• Selected extract:
☆ ☆ ☆

# Winter



## dpc (Nov 5, 2017)

It's officially autumn but outside says winter where I live.


----------



## dpc (Nov 6, 2017)

At the top of the gondola ride just outside Banff AB


----------



## Click (Nov 6, 2017)

Nice pictures, dpc.


----------



## KeithBreazeal (Nov 6, 2017)

When you awake to this, go back to bed. We have a 500' long driveway, so snow blowing usually takes half a day.



Our place in the winter by Keith Breazeal, on Flickr


----------



## dpc (Nov 7, 2017)

Nice picture, Keith. I don't envy your day of snow blowing.


----------



## dpc (Nov 7, 2017)

Local reservoir yesterday afternoon..


----------



## Click (Nov 7, 2017)

dpc said:


> Local reservoir yesterday afternoon..



Very nice picture. Well done, dpc.


----------



## dpc (Nov 7, 2017)

Click said:


> dpc said:
> 
> 
> > Local reservoir yesterday afternoon..
> ...




Thanks, Click!


----------



## LarsCS (Nov 7, 2017)

Went higher up the other night to get above and timelapse some fog. The hoarfrost it left on the trees looked very nice..


----------



## Click (Nov 7, 2017)

LarsCS said:


> Went higher up the other night to get above and timelapse some fog. The hoarfrost it left on the trees looked very nice..



I really like this picture. Nicely done, LarsCS.


----------



## Don Haines (Nov 7, 2017)

NO! It is not winter yet! I refuse to believe it! It is still summer,


----------



## dpc (Nov 8, 2017)

LarsCS said:


> Went higher up the other night to get above and timelapse some fog. The hoarfrost it left on the trees looked very nice..




Nice picture, Lars. Reminds me of Christmas. Ya gotta love all that white, sparkly snow. 8)


----------



## dpc (Nov 8, 2017)

☆ ☆ ☆

• Task directions:
Repeat everything in the winter thread above from "Nice pictures, dpc." down to "half a day.", word for word.

☆ ☆ ☆

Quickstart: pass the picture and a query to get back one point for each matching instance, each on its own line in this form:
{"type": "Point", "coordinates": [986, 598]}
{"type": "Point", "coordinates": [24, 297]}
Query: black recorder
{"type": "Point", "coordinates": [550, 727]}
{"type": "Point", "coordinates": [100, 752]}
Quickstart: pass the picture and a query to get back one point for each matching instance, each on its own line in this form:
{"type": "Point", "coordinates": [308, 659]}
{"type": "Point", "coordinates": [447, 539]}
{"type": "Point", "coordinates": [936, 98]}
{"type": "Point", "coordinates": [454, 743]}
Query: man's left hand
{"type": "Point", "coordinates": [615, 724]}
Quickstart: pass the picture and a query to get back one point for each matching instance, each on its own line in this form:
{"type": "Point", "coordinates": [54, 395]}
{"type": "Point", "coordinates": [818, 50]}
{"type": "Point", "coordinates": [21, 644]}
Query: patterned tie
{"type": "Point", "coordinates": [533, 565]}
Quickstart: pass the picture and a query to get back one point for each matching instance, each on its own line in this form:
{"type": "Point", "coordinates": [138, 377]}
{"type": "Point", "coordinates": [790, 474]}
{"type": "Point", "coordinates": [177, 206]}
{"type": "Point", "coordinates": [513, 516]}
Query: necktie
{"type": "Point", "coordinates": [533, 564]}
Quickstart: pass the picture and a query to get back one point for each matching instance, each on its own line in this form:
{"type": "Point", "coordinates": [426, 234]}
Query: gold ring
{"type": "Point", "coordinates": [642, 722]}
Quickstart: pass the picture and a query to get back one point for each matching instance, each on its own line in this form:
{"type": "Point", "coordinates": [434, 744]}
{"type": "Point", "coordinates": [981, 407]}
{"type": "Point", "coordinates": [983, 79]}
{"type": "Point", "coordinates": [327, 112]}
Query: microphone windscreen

☆ ☆ ☆

• The result:
Nice pictures, dpc.


----------



## KeithBreazeal (Nov 6, 2017)

When you awake to this, go back to bed. We have a 500' long driveway, so snow blowing usually takes half a day.